• **What this task involves**
Please pull out every line of the data below that contains the string "hoodie" and copy those lines unchanged. The match is case-sensitive.

• **Recorded information**

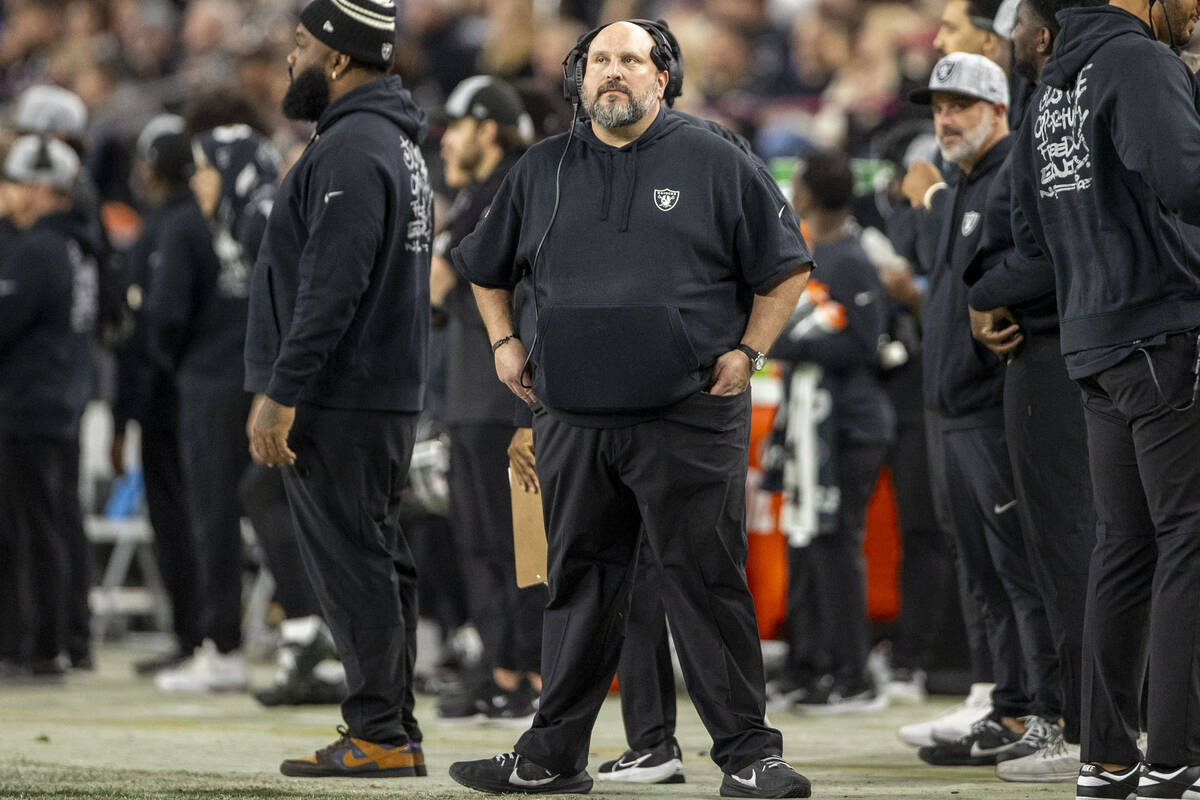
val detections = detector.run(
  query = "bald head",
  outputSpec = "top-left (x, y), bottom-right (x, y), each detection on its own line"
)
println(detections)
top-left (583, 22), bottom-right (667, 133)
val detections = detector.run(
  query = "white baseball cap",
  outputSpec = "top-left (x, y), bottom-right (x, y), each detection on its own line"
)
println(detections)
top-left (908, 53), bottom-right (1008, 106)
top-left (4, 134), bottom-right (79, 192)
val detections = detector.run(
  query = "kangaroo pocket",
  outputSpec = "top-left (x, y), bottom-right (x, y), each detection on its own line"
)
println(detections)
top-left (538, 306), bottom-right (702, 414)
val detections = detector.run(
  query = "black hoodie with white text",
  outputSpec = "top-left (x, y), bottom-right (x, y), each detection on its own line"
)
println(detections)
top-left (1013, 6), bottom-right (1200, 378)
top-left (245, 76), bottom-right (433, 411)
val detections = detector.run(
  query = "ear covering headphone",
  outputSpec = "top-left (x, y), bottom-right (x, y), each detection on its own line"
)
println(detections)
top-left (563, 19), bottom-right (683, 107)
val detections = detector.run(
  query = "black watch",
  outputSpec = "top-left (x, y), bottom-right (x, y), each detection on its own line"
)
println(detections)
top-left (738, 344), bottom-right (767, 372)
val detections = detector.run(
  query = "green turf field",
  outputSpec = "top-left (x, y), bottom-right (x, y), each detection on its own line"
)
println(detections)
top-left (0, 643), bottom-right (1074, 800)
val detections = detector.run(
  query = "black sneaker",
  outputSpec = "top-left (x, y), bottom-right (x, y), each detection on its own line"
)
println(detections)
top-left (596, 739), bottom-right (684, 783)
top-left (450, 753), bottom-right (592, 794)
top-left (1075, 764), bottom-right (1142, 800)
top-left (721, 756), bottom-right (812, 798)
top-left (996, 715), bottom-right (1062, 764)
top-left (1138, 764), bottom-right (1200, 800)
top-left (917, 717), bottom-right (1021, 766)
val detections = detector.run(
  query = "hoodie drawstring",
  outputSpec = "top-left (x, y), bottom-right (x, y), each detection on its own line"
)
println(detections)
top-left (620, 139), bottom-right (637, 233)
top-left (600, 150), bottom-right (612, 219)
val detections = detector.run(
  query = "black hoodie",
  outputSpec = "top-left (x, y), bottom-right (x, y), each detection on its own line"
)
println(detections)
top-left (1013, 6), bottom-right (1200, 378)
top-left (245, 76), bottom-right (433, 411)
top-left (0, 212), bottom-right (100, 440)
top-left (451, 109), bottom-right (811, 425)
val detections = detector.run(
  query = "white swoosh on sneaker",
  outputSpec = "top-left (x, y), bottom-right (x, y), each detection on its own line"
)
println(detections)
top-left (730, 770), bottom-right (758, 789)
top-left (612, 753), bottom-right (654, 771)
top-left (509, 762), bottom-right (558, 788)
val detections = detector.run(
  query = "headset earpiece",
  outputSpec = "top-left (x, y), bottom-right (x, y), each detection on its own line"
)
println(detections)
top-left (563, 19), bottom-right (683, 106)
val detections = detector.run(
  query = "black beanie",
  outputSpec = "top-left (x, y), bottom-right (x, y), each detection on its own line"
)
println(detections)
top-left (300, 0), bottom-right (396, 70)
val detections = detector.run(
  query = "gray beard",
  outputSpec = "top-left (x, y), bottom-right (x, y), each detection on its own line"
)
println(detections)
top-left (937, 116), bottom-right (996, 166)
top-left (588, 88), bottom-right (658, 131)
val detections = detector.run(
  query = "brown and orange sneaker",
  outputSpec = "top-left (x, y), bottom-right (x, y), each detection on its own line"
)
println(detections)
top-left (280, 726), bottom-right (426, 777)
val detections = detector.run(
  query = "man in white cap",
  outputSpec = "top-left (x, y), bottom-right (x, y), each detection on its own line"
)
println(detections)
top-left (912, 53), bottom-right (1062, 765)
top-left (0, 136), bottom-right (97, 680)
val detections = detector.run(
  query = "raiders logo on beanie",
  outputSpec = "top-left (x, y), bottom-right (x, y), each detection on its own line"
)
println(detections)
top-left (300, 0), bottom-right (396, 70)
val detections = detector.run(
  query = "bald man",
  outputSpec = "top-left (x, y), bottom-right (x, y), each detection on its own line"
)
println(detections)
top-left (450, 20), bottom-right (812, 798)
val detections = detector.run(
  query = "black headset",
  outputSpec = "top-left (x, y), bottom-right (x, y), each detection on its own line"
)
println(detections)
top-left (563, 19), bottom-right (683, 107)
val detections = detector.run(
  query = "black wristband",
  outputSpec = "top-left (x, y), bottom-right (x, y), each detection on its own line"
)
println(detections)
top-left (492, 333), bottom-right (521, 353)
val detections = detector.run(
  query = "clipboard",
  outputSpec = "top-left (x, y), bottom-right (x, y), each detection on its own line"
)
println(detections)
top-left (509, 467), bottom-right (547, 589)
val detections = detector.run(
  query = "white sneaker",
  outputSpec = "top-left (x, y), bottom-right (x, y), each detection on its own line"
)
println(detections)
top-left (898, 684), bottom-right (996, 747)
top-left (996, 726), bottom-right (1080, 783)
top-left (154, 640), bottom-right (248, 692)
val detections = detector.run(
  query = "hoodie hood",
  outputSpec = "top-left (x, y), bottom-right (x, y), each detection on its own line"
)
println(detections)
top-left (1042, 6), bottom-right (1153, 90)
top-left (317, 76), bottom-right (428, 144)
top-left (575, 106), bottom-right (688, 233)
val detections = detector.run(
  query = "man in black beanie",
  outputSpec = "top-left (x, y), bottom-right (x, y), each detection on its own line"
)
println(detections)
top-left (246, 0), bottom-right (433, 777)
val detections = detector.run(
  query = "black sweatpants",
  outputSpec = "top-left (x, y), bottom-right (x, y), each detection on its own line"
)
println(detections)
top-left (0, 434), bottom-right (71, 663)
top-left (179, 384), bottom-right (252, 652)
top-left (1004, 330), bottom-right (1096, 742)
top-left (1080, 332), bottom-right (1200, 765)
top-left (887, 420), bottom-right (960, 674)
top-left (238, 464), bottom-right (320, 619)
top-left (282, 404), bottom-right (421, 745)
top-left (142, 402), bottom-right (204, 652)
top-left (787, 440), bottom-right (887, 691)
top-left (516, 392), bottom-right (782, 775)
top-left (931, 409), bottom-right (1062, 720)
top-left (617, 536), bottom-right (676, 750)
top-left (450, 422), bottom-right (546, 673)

==

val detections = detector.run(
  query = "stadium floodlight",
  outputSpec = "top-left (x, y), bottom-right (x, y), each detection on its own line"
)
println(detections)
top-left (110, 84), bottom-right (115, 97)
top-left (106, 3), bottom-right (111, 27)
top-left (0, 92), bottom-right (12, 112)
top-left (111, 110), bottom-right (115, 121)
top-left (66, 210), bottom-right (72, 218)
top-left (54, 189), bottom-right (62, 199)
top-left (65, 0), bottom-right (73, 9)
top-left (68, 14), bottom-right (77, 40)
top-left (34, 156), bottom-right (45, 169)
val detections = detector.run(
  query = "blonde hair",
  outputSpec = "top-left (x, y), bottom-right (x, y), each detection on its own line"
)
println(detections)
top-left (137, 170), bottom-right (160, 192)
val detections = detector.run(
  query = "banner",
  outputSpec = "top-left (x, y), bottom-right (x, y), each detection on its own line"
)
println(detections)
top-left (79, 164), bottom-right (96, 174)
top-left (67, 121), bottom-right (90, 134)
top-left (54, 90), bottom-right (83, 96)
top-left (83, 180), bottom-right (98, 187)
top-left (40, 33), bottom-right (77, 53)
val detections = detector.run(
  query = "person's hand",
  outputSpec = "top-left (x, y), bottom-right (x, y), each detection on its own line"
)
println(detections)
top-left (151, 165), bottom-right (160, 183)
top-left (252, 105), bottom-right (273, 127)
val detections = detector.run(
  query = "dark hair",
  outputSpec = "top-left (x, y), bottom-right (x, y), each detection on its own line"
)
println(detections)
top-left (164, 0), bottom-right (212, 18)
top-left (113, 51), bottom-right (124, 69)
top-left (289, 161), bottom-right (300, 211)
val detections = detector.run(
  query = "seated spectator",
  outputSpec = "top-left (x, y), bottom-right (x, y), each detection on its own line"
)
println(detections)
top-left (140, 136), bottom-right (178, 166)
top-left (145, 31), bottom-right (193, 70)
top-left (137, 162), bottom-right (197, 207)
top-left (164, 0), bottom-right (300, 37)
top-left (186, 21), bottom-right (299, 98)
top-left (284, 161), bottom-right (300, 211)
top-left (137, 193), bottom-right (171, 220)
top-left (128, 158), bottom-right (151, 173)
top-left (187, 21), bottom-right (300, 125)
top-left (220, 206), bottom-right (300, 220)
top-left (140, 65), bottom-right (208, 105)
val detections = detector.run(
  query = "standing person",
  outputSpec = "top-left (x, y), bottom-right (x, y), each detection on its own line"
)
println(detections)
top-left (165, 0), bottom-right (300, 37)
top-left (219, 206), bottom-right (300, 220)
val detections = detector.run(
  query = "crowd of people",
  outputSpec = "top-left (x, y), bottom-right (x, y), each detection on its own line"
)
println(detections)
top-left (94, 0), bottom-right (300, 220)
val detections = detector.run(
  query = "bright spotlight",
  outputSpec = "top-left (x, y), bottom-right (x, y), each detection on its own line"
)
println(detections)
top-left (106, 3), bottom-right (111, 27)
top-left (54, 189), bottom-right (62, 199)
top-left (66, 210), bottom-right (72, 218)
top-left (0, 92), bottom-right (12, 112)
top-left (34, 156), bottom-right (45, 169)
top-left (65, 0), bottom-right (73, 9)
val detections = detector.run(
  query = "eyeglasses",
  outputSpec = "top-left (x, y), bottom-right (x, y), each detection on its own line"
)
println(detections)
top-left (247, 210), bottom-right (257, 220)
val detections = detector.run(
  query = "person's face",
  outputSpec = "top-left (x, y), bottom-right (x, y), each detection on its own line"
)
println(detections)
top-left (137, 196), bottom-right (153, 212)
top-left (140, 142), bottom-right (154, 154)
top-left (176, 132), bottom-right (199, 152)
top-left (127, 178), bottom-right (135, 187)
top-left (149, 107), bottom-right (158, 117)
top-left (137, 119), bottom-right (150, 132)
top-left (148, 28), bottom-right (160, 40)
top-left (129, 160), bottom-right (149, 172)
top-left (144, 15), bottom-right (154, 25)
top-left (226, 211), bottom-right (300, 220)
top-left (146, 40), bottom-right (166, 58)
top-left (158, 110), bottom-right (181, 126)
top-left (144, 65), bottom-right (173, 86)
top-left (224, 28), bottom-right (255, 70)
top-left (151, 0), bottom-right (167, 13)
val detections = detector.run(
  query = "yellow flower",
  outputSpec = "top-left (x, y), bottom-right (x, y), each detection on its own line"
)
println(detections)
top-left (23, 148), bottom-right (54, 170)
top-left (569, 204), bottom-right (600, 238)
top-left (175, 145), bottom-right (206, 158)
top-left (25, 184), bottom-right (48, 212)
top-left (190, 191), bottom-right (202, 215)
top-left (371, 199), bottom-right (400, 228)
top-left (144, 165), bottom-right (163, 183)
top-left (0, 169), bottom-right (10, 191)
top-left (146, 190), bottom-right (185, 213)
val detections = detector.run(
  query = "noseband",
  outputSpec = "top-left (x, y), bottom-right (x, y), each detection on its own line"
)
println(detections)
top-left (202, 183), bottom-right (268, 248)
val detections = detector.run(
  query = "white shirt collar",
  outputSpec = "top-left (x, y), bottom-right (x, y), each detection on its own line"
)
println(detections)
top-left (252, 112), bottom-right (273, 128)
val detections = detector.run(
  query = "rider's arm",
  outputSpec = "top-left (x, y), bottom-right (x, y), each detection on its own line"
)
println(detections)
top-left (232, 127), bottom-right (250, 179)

• **Answer to the exercise**
  query = "black hoodie with white text",
  query = "hoodie drawstring",
  query = "black hoodie",
  query = "hoodie hood",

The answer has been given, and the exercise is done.